[Opening INFORMATION PROVIDED section]

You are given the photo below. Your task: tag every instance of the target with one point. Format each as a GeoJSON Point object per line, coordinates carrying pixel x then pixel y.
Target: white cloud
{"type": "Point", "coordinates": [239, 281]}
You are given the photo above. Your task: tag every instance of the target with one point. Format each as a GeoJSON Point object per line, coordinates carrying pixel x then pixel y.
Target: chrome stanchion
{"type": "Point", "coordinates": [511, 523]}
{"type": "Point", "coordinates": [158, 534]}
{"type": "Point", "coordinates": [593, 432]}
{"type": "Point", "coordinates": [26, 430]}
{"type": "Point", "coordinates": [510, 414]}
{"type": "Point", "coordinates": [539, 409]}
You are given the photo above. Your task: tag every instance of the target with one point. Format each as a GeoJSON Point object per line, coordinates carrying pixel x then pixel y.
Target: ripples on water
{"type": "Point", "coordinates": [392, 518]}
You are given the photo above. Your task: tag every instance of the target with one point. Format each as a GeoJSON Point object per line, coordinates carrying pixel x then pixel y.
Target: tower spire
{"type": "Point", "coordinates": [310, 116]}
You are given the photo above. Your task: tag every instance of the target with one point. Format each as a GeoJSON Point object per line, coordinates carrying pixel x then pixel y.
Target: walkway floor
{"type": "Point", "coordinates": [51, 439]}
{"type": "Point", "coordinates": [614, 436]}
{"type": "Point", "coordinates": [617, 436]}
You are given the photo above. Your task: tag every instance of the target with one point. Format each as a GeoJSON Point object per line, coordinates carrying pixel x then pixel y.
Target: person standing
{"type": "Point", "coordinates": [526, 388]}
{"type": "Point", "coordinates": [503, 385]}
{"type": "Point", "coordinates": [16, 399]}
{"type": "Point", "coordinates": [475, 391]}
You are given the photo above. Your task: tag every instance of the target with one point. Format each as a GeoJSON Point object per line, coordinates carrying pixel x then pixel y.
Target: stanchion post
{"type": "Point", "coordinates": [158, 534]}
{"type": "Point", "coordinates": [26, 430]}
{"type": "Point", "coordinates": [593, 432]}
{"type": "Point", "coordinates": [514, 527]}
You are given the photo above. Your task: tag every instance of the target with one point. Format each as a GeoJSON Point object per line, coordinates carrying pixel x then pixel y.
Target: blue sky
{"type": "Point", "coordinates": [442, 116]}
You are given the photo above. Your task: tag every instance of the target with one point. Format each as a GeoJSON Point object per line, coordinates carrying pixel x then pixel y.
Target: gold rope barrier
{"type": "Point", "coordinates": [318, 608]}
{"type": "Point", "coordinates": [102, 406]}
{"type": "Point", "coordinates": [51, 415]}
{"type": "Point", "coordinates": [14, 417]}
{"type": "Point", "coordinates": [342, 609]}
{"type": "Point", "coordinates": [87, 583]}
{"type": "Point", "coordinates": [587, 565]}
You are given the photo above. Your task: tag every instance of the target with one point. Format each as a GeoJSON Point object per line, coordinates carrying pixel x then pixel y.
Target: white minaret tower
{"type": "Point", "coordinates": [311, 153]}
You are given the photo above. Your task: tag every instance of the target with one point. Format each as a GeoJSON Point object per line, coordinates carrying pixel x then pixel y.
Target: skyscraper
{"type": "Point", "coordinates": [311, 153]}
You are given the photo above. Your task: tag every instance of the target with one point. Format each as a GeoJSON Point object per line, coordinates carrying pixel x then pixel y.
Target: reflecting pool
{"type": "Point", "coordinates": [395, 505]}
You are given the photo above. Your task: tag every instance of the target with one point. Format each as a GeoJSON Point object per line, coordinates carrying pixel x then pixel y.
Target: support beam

[Closing INFORMATION PROVIDED section]

* [PROBLEM]:
Every line of the material must be duplicated exactly.

* [ANSWER TO THE PROBLEM]:
You are given the photo below. Your task: tag every instance of the target with one point. Format each as a GeoJSON Point object per line, coordinates carrying pixel x then pixel y.
Target: white cloud
{"type": "Point", "coordinates": [239, 281]}
You are given the photo above. Your task: tag every instance of the target with one point. Format each as a GeoJSON Point object per line, coordinates carrying pixel x then pixel y.
Target: chrome stanchion
{"type": "Point", "coordinates": [511, 523]}
{"type": "Point", "coordinates": [158, 534]}
{"type": "Point", "coordinates": [593, 432]}
{"type": "Point", "coordinates": [26, 430]}
{"type": "Point", "coordinates": [510, 414]}
{"type": "Point", "coordinates": [539, 409]}
You are given the photo above. Your task: tag every instance of the target with one point. Format each as a GeoJSON Point object per line, coordinates carrying pixel x then pixel y.
Target: ripples on water
{"type": "Point", "coordinates": [392, 518]}
You are given the photo above. Your task: tag every instance of the target with one point. Format each as a GeoJSON Point object per line, coordinates carrying pixel x then pixel y.
Target: tower spire
{"type": "Point", "coordinates": [310, 116]}
You are given the photo above. Your task: tag every instance of the target with one point. Format each as a GeoJSON Point object per line, coordinates carrying pixel x then pixel y.
Target: walkway floor
{"type": "Point", "coordinates": [51, 439]}
{"type": "Point", "coordinates": [614, 436]}
{"type": "Point", "coordinates": [617, 436]}
You are given the photo above. Your task: tag every instance of the target with one point. Format each as a GeoJSON Point object per line, coordinates carrying pixel x then pixel y.
Target: person standing
{"type": "Point", "coordinates": [526, 388]}
{"type": "Point", "coordinates": [503, 385]}
{"type": "Point", "coordinates": [16, 399]}
{"type": "Point", "coordinates": [475, 391]}
You are given the photo above. Your task: tag every instance of the target with one point. Format each as a GeoJSON Point object per line, coordinates carrying pixel x then pixel y.
Target: stanchion post
{"type": "Point", "coordinates": [158, 534]}
{"type": "Point", "coordinates": [26, 430]}
{"type": "Point", "coordinates": [593, 432]}
{"type": "Point", "coordinates": [514, 527]}
You are given the photo above. Your task: tag every instance of the target with one point. Format each as a GeoJSON Point object per line, coordinates carrying pixel x then pixel y.
Target: blue sky
{"type": "Point", "coordinates": [442, 116]}
You are given the photo above. Your task: tag every instance of the target with one point. Format each as a GeoJSON Point object per line, coordinates carrying pixel x then pixel y.
Target: gold rope barrier
{"type": "Point", "coordinates": [318, 608]}
{"type": "Point", "coordinates": [102, 406]}
{"type": "Point", "coordinates": [51, 415]}
{"type": "Point", "coordinates": [14, 417]}
{"type": "Point", "coordinates": [342, 609]}
{"type": "Point", "coordinates": [87, 583]}
{"type": "Point", "coordinates": [587, 565]}
You are given the photo above. Your task: tag every instance of the target with one point. Format each as a GeoJSON Point object per line, coordinates carrying pixel x then pixel y.
Target: white minaret tower
{"type": "Point", "coordinates": [311, 153]}
You are given the photo above. Your task: tag every instance of the target with one point. Format each as a GeoJSON Point object per line, coordinates carrying pixel x then pixel y.
Target: skyscraper
{"type": "Point", "coordinates": [311, 153]}
You are given the photo above. Your task: tag every instance of the target with one point. Format each as a GeoJSON Point object per line, coordinates carrying pixel x then pixel y.
Target: reflecting pool
{"type": "Point", "coordinates": [395, 505]}
You are given the photo above. Your task: tag every instance of the target with one point. Format each as a GeoJSON Point object per line, coordinates carrying pixel x then pixel y.
Target: support beam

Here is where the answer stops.